[Work task]: What is needed is an exact copy of the entries below, with every picture left out.

### Available data ###

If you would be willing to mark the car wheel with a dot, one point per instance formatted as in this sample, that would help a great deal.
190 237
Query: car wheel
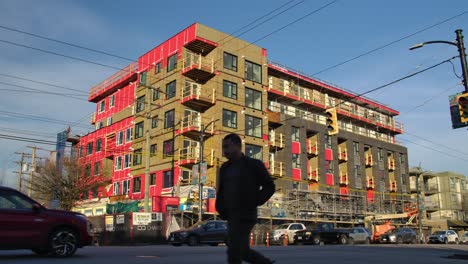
343 240
399 240
63 242
192 241
41 251
316 241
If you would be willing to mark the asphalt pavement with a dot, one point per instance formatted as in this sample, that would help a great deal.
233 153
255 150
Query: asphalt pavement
381 254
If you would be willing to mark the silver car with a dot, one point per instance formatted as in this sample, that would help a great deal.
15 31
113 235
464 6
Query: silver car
360 235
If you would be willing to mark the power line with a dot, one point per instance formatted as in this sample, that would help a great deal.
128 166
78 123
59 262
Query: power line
44 83
388 44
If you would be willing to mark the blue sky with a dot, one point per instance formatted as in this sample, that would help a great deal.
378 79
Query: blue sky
337 33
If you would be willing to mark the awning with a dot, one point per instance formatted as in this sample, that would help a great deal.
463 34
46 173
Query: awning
457 223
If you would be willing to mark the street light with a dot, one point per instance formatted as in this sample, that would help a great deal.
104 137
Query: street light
200 184
461 50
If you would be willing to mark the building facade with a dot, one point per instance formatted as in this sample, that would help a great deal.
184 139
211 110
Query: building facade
204 83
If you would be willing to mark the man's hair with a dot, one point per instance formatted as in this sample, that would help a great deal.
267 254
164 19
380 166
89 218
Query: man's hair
234 138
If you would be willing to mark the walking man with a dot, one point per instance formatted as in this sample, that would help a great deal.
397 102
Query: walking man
243 184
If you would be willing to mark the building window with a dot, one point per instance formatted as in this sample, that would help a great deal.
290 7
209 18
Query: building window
295 136
155 94
143 77
380 154
126 186
253 99
169 117
356 148
171 62
153 179
127 160
140 104
98 145
452 184
168 148
137 157
229 118
230 89
157 68
96 168
137 184
119 138
116 188
129 134
118 163
89 149
153 149
112 101
253 151
168 180
102 106
170 89
253 72
139 129
154 122
230 61
296 159
253 126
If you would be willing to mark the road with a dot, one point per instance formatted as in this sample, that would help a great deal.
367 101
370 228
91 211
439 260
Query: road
382 254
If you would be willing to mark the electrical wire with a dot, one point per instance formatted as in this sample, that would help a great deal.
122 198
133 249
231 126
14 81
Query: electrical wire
388 44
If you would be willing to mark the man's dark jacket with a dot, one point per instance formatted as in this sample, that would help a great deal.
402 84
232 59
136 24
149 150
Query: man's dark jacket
256 184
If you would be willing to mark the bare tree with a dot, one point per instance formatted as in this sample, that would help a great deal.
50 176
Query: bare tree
68 186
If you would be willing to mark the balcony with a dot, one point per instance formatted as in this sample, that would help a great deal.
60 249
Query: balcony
114 82
198 97
312 147
201 46
370 185
197 67
277 169
276 140
369 160
313 175
344 180
342 154
391 164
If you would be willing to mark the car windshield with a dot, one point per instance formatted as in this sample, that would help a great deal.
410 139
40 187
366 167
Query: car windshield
285 226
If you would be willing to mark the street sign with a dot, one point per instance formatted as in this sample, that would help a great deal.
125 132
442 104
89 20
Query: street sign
195 171
203 174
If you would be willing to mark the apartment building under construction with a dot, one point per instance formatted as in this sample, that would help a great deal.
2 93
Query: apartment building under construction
203 82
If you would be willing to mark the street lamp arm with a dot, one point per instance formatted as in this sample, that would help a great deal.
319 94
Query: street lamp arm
420 45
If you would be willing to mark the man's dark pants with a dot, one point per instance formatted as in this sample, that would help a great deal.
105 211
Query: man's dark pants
238 243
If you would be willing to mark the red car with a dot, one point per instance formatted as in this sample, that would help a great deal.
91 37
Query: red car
25 224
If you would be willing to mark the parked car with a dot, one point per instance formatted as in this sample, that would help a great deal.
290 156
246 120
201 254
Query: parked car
444 236
25 224
278 233
399 236
464 238
211 232
360 235
324 232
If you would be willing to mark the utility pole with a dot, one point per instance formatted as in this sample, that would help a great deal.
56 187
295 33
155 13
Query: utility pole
200 184
33 169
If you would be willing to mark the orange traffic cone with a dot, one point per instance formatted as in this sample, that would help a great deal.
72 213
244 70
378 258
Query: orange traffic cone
285 240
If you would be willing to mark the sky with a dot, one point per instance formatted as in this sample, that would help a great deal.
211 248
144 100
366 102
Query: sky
317 41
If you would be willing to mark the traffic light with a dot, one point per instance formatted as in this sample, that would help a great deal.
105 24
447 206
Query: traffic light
332 121
462 100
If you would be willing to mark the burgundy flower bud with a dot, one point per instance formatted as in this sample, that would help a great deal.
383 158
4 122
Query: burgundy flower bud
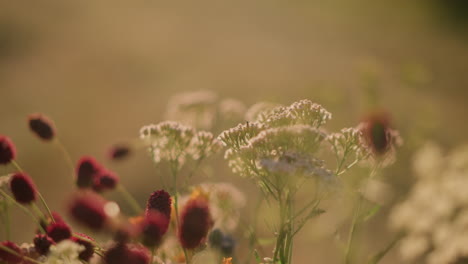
8 257
42 244
119 152
88 209
377 132
59 231
106 180
153 228
7 150
42 126
159 201
23 188
88 252
87 170
195 223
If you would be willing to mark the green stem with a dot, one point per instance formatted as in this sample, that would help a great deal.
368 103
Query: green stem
26 210
11 251
130 199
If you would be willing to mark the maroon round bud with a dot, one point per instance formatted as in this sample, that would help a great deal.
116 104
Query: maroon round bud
106 180
87 170
88 209
42 126
377 132
8 257
153 228
59 231
85 241
7 150
119 152
195 223
159 201
23 188
42 244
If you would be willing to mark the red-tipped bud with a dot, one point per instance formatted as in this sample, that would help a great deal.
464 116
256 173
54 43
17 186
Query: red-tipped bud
7 150
88 251
59 231
377 132
159 201
106 180
119 152
8 257
87 170
88 209
42 126
42 244
195 223
23 188
153 228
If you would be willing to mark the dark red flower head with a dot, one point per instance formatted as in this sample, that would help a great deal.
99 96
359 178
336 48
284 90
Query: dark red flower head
377 132
153 228
7 150
88 252
195 223
9 257
23 188
59 231
42 126
88 209
119 152
159 201
123 254
87 170
106 180
42 244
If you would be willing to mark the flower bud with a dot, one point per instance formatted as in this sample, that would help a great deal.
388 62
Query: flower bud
42 126
7 150
195 223
23 188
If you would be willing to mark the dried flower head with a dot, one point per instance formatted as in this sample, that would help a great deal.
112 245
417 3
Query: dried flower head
153 227
195 223
119 152
23 188
88 209
159 201
42 244
42 126
59 231
86 170
9 257
7 150
86 242
197 109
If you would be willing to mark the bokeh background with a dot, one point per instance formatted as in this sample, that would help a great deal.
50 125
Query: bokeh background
102 69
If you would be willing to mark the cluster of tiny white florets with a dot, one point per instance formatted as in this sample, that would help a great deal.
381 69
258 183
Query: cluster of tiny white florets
202 109
435 215
65 252
175 142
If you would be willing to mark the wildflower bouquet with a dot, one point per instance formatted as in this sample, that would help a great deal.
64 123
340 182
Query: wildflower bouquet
284 150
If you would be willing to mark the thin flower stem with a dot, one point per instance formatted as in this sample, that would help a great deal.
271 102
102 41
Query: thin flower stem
26 210
67 156
130 199
11 251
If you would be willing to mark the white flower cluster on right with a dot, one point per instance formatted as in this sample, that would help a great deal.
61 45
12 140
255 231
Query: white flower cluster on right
435 215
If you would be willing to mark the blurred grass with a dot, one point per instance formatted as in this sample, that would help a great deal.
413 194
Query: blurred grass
103 69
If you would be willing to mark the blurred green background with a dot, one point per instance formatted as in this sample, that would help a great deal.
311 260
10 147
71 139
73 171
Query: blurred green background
102 69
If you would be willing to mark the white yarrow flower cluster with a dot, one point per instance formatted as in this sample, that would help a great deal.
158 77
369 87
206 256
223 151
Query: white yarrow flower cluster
435 215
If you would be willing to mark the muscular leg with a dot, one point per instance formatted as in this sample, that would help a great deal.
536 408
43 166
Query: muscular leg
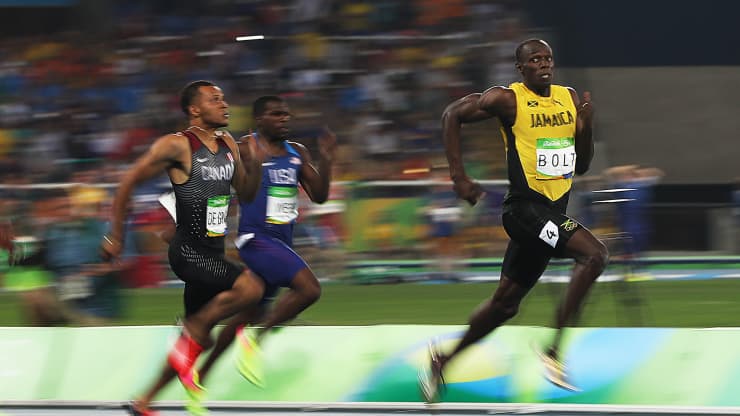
492 313
591 258
304 291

###

[Task response]:
If you would be willing to mark the car wheel with a dot, one point per instance formatted as in this sample, that would help a great deal.
190 237
Query: car wheel
343 240
399 240
63 242
192 241
41 251
316 241
If you would be willing to mark the asphalt pavement with a dot, one point per instance formatted as in this sample, that would help a great deal.
233 153
255 150
Query: asphalt pavement
381 254
If you would be willing to mark the silver car with a dot, one point per instance formatted as in this sample, that would help a great deal.
15 31
113 235
464 6
Query: silver car
360 235
If you would be willing to mark the power line with a dot, one point per instance formatted as in this sample, that would help a great deal.
128 166
78 123
59 262
Query: power line
44 83
388 44
If you would be willing to mark the blue sky with a dot, one point per instance formatted as in this sample, that would help a great deal.
378 79
Query: blue sky
337 33
If you would be willing to mark the awning with a dot, one point per instance formatted as in this sample, that would help a great deal.
463 34
46 173
Query: awning
457 223
If you would be willing to mark the street light with a dot, one point per instance formatted as in this sample, that would help a great deal.
104 137
Query: street light
200 184
461 50
If you would be willing to mark the building facade with a dot, one point per instance formatted as in this sample, that would help a great deal.
184 139
211 110
Query: building facade
204 83
If you would be willing to mark the man's hair with a dot, one point per instance formatted as in this sample, that would help a great deal.
267 254
164 19
380 166
89 218
Query: man's hair
234 138
If you would be willing to mark the walking man with a dot, one point per instance formatted as in this sample, that would help a great deal.
397 102
Query: walking man
243 184
If you would be willing to mark the building window with a dot, one point per instance formatted as in this sample, that would help a great deal.
290 7
209 18
Query: building window
295 136
155 94
143 77
380 154
126 186
253 99
169 117
356 148
171 62
153 179
127 160
140 104
98 145
452 184
168 148
137 157
229 118
230 89
157 68
96 168
137 184
119 138
116 188
129 134
118 163
89 149
153 149
112 101
253 151
168 180
102 106
170 89
253 72
139 129
154 122
230 61
296 159
253 126
If you would be willing to mark the road with a dot, one point per instance formatted as in this sample, that would help a great deal.
367 101
370 228
91 211
439 260
Query: road
382 254
If you would be willing to mark the electrical wire with a dot, one point per instance formatted as in this sample, that would help a great deal.
122 198
133 249
231 126
14 81
Query: electrical wire
388 44
If you would be willing to mark the man's dark jacket with a dot, one point per instance formatted as in this sample, that would help a great deal.
402 84
232 59
136 24
149 150
Query: man's dark jacket
256 184
If you would be willing to mark the bare tree with a dot, one point per instance formatted as in this sample, that would help a great deal.
50 176
Query: bare tree
68 186
If you would be willing to mark the balcony with a dot, one point per instance formatted as in this sample, that would help a great deal.
60 249
Query: balcony
114 82
198 97
312 147
201 46
370 185
197 67
277 169
276 140
369 160
313 175
344 180
342 154
391 164
If you would be willing to mark the car windshield with a dot, one point per instance formatted as in this sample, that would help a great deal.
410 139
40 187
366 167
Query: car windshield
285 226
If you would be willing to mark the street sign with a dot, one point per instance formatted as in this sample, that would help a great deal.
125 132
442 104
89 20
Query: street sign
195 171
203 174
If you would be willing to mark the apartment building under construction with a dot, one point per instance formatted as in this sample, that would help a great deal.
2 93
Query: apartment building under construction
203 82
If you would be willing to mark the street lamp arm with a dot, one point per instance formatted as in this sample, that would help a great deal.
319 94
Query: street lamp arm
420 45
If you would be willing to mark the man's dark pants with a dot, one point per instance formatted as in this sample, that would help a great deal.
105 211
Query: man's dark pants
238 243
If you would be willing to mark the red car with a dot, one point per instance formatted as in this sample, that would help a great deal.
91 37
Query: red car
25 224
If you would be willing to mark the parked car with a dot, one point per instance formatted as in this sample, that would help a great deal.
290 156
246 120
201 254
Query: parked car
444 236
25 224
278 233
399 236
464 238
211 232
360 235
324 232
If you would be willing to mark the utility pole with a dot, one point per instance formatted as in this sample, that would help a great deal.
56 187
295 33
155 13
Query: utility pole
200 184
33 169
If you would be willing to mark the orange traffic cone with a dot, one point per instance formatted as in this sample, that would help a great deal.
72 213
244 70
378 258
Query: orange traffic cone
285 240
If you would be willing to mark the sky with a dot, one point per instance formatted as in this sample, that would help a great deal.
211 248
144 100
366 102
Query: sky
317 41
If you would be willing to mark the traffic light with a dot, one point per instance formatted as in this sample, that would help a great deal.
105 24
447 206
Query: traffic light
332 121
462 100
If you would be willing to mark the burgundy flower bud with a dot, one point per instance formatted as in this sample, that would help a great deal.
383 158
4 122
Query: burgundy flower bud
8 257
42 244
119 152
88 209
377 132
59 231
106 180
153 228
7 150
42 126
159 201
23 188
88 252
87 170
195 223
If you would be willing to mark the green stem with a dot, one point per instance formatted as in this sample, that would help a great deal.
368 103
Query: green stem
26 210
11 251
130 199
If you would be willing to mark the maroon round bud with a dot, one point per instance formatted as in this sample, that would help a great deal.
116 104
Query: maroon round bud
106 180
87 170
88 209
42 126
377 132
8 257
153 228
59 231
85 241
7 150
119 152
195 223
159 201
23 188
42 244
If you would be willing to mark the red-tipped bud with a dot, one point per instance formatted as in this sample, that would help a great deal.
464 116
256 173
54 43
17 186
Query: red-tipped bud
7 150
88 251
59 231
377 132
159 201
106 180
119 152
8 257
87 170
88 209
42 126
42 244
195 223
23 188
153 228
If you would be willing to mark the dark red flower head with a dot, one point per instance formatted as in this sample, that would help a great deal.
99 96
359 178
336 48
284 90
Query: dark red flower head
377 132
153 228
7 150
88 252
195 223
9 257
23 188
59 231
42 126
88 209
119 152
159 201
123 254
87 170
106 180
42 244
If you would be willing to mark the flower bud with a dot, one point per instance formatted as in this sample, that would help a great deal.
388 62
Query: flower bud
42 126
7 150
195 223
23 188
If you would be willing to mark the dried flower head with a dot, one point per instance formatted as in this sample, that would help a great deal.
112 245
417 3
Query: dried flower head
153 227
195 223
119 152
23 188
88 209
159 201
42 244
42 126
59 231
86 170
9 257
7 150
86 242
197 109
If you would be willing to mark the bokeh background with a dot, one point per instance formatted as in this sample, that would help a great deal.
50 125
Query: bokeh background
102 69
If you would be willing to mark the cluster of tiny white florets with a dot, one point per instance formatted as in this sample, that would help a great deal.
381 69
258 183
Query: cluster of tiny white florets
202 109
435 215
65 252
175 142
If you would be willing to mark the wildflower bouquet with a dot, one point per instance formatted as in this sample, that would help a great deal.
64 123
340 182
Query: wildflower bouquet
284 150
If you would be willing to mark the thin flower stem with a dot, one point per instance formatted as in this sample, that would help a great deal.
271 102
102 41
Query: thin flower stem
26 210
67 156
130 199
11 251
If you would be willing to mark the white flower cluster on right with a dot, one point per instance formatted as in this sample, that would help a great deal.
61 45
12 140
255 231
Query: white flower cluster on right
435 215
If you would be willing to mark the blurred grass with a dot, one point per instance formatted as in this sample, that would help a great deal.
413 194
Query: blurred grass
103 69
If you would be willing to mark the blurred green background with a dot, one point per instance formatted as in this sample, that would help a great deal.
311 260
10 147
71 139
73 171
Query: blurred green background
102 69
If you would be willing to mark the white yarrow flower cluster with a dot, one point per instance formatted as in this sample, that would help a great deal.
158 77
369 87
206 256
223 151
Query: white yarrow flower cluster
435 215
If you would be willing to mark the muscular leg with a dot, one point per instance formatted as in this sample, that would help a great deal.
536 408
43 166
Query: muscular leg
492 313
591 258
304 291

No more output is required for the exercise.